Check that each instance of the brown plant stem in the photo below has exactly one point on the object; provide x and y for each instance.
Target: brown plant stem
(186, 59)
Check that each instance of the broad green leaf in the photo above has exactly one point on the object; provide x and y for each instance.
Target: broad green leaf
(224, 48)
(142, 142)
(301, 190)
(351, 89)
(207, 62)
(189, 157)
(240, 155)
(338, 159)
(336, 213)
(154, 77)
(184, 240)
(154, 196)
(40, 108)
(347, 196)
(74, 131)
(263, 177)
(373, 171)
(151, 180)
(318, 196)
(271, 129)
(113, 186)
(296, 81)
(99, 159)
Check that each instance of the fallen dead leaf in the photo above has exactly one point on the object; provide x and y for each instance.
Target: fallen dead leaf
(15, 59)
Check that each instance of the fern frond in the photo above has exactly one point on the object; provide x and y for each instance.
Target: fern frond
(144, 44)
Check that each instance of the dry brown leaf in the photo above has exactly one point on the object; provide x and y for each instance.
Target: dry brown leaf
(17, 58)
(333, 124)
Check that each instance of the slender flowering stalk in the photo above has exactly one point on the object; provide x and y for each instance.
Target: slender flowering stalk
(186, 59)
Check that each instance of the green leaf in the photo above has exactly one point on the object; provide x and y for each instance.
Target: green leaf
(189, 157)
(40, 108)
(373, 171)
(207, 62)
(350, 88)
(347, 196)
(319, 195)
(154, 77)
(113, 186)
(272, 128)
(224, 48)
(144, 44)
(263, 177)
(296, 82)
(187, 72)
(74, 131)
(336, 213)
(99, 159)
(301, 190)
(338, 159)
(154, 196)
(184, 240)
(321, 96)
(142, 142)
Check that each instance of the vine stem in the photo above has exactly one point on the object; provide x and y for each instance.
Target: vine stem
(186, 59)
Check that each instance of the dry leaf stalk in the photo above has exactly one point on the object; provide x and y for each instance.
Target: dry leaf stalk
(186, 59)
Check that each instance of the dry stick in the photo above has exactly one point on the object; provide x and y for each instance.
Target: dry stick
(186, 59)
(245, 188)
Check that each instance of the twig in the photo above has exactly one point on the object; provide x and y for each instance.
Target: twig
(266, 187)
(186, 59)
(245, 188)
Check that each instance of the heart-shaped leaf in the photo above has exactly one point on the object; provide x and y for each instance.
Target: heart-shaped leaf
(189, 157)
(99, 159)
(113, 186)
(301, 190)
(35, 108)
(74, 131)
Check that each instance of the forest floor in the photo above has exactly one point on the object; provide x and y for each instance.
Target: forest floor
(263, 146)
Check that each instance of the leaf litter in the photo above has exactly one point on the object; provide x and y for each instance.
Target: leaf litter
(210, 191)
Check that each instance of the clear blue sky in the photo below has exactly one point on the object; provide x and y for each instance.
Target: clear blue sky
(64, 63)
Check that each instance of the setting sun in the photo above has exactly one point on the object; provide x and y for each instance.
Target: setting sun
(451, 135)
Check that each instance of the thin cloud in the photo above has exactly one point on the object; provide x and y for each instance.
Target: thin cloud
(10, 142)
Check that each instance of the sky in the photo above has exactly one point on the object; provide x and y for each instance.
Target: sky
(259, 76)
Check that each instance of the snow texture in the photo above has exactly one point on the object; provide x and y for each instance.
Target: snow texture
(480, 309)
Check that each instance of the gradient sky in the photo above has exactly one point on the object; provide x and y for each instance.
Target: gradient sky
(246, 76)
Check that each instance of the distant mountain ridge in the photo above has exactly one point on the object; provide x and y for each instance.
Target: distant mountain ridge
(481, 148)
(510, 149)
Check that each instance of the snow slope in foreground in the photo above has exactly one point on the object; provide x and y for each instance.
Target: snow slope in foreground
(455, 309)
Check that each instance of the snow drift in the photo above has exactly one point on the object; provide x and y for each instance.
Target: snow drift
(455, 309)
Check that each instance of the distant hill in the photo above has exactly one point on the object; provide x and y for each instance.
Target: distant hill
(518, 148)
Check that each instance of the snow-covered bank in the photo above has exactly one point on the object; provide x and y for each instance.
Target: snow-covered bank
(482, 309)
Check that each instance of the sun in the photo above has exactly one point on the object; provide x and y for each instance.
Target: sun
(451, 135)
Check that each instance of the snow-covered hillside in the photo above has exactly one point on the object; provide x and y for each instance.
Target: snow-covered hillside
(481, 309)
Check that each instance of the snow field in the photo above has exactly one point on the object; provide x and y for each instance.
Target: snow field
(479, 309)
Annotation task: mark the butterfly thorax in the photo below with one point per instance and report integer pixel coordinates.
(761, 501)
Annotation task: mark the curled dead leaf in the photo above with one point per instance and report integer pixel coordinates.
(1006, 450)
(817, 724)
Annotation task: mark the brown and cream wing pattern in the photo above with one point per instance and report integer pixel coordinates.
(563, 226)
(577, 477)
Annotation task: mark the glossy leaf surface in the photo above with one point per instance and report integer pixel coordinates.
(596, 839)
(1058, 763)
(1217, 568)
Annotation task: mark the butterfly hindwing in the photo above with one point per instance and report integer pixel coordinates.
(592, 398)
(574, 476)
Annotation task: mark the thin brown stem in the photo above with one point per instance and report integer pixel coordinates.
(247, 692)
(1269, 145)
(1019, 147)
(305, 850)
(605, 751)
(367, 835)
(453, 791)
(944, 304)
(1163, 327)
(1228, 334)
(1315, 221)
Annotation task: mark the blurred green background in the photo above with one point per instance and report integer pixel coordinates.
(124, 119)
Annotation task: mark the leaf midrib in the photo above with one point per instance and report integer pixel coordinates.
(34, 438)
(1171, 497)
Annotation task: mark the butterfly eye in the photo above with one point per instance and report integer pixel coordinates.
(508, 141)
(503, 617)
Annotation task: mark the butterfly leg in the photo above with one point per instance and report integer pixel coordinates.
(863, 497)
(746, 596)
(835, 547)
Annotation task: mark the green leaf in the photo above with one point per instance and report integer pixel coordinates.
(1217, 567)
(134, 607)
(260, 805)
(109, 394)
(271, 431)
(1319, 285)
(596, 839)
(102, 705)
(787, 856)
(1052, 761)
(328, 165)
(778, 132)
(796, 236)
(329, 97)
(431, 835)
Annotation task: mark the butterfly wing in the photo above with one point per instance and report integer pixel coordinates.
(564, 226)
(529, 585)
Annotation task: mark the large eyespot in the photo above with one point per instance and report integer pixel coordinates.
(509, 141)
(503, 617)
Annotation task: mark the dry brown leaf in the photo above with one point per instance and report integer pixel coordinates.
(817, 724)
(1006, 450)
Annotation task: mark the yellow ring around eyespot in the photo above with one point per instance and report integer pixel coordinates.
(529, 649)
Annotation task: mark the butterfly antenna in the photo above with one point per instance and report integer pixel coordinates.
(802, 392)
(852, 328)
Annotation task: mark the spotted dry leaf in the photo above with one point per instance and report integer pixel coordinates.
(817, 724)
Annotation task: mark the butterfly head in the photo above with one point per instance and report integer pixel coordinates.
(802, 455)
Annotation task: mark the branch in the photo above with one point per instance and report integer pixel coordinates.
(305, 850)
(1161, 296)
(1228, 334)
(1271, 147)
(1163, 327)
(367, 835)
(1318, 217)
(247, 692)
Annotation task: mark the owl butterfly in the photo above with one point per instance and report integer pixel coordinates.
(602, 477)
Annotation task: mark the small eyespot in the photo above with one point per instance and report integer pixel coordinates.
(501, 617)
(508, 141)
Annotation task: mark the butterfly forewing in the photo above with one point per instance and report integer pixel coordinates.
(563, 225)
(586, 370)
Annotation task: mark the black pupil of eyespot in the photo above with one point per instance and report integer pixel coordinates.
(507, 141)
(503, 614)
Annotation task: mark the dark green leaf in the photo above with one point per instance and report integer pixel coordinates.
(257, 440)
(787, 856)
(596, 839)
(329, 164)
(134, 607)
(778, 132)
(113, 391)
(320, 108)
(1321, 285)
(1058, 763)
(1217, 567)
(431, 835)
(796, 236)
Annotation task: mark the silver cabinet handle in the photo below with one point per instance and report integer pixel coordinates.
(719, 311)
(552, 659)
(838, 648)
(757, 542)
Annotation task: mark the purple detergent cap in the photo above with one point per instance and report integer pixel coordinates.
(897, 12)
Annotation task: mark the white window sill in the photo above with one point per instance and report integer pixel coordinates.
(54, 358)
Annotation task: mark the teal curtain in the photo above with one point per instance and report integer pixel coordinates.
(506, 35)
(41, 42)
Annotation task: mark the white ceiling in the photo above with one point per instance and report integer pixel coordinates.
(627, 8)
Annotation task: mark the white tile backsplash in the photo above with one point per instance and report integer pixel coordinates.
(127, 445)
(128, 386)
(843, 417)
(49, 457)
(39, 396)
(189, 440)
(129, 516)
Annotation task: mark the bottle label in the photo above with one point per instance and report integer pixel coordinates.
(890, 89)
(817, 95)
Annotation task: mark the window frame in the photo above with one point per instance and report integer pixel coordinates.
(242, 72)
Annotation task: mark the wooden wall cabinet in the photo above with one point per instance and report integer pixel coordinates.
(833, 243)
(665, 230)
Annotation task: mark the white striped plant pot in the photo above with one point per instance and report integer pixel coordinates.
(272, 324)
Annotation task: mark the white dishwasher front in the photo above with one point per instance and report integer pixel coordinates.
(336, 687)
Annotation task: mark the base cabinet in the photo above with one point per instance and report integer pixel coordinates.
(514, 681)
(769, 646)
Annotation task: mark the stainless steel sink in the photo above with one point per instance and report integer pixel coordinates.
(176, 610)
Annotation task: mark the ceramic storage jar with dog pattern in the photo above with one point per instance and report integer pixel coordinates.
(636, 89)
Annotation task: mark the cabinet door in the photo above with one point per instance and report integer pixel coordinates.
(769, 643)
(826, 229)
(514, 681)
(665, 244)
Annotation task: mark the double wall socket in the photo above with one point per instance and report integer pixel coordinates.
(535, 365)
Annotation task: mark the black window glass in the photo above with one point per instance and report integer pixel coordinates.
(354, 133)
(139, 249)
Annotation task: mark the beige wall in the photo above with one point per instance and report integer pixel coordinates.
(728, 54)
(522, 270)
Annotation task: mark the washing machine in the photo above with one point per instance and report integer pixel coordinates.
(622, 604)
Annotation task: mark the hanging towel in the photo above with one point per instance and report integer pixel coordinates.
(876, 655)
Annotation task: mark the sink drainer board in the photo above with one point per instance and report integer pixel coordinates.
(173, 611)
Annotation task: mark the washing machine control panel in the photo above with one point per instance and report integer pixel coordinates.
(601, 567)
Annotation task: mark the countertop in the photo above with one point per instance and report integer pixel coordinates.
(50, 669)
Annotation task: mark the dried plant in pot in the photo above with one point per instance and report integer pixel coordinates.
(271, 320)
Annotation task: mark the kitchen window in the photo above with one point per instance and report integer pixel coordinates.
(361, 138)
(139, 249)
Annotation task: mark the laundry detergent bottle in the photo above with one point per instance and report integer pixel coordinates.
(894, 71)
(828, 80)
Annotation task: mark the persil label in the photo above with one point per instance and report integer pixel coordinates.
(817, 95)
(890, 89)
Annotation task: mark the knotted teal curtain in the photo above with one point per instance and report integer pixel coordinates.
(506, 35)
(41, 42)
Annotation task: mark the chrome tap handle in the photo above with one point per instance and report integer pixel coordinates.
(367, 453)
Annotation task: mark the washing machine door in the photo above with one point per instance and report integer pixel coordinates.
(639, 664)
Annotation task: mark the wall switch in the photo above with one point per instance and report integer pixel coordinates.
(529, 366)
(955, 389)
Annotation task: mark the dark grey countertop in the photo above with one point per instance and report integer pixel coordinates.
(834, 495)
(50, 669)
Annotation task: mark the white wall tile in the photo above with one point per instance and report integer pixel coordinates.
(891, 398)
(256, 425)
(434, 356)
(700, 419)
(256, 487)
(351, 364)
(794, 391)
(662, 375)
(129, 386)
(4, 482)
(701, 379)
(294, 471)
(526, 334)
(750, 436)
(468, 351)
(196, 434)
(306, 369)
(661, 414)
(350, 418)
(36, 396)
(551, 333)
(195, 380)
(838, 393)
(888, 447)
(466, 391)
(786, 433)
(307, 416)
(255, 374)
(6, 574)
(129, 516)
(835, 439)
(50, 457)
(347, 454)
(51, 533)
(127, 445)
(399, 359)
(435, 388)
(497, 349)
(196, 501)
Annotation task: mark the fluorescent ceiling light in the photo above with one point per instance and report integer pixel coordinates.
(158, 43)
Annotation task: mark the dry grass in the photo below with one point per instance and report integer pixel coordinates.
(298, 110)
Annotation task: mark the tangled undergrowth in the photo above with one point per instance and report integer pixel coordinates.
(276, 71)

PROBLEM TO WORK ON
Repeat only the lines running from the line that contains "Annotation task: mark the fluorescent" through the last line above, inclusive.

WRITTEN SOLUTION
Annotation task: mark the fluorescent ceiling light in the photo above with one point per instance and report integer pixel coordinates.
(158, 43)
Annotation task: mark the dry grass in the photo below with one point per instance and report integer pixel coordinates.
(298, 110)
Annotation task: mark the tangled undergrowth in the photo above with one point per instance and report integer pixel coordinates.
(276, 71)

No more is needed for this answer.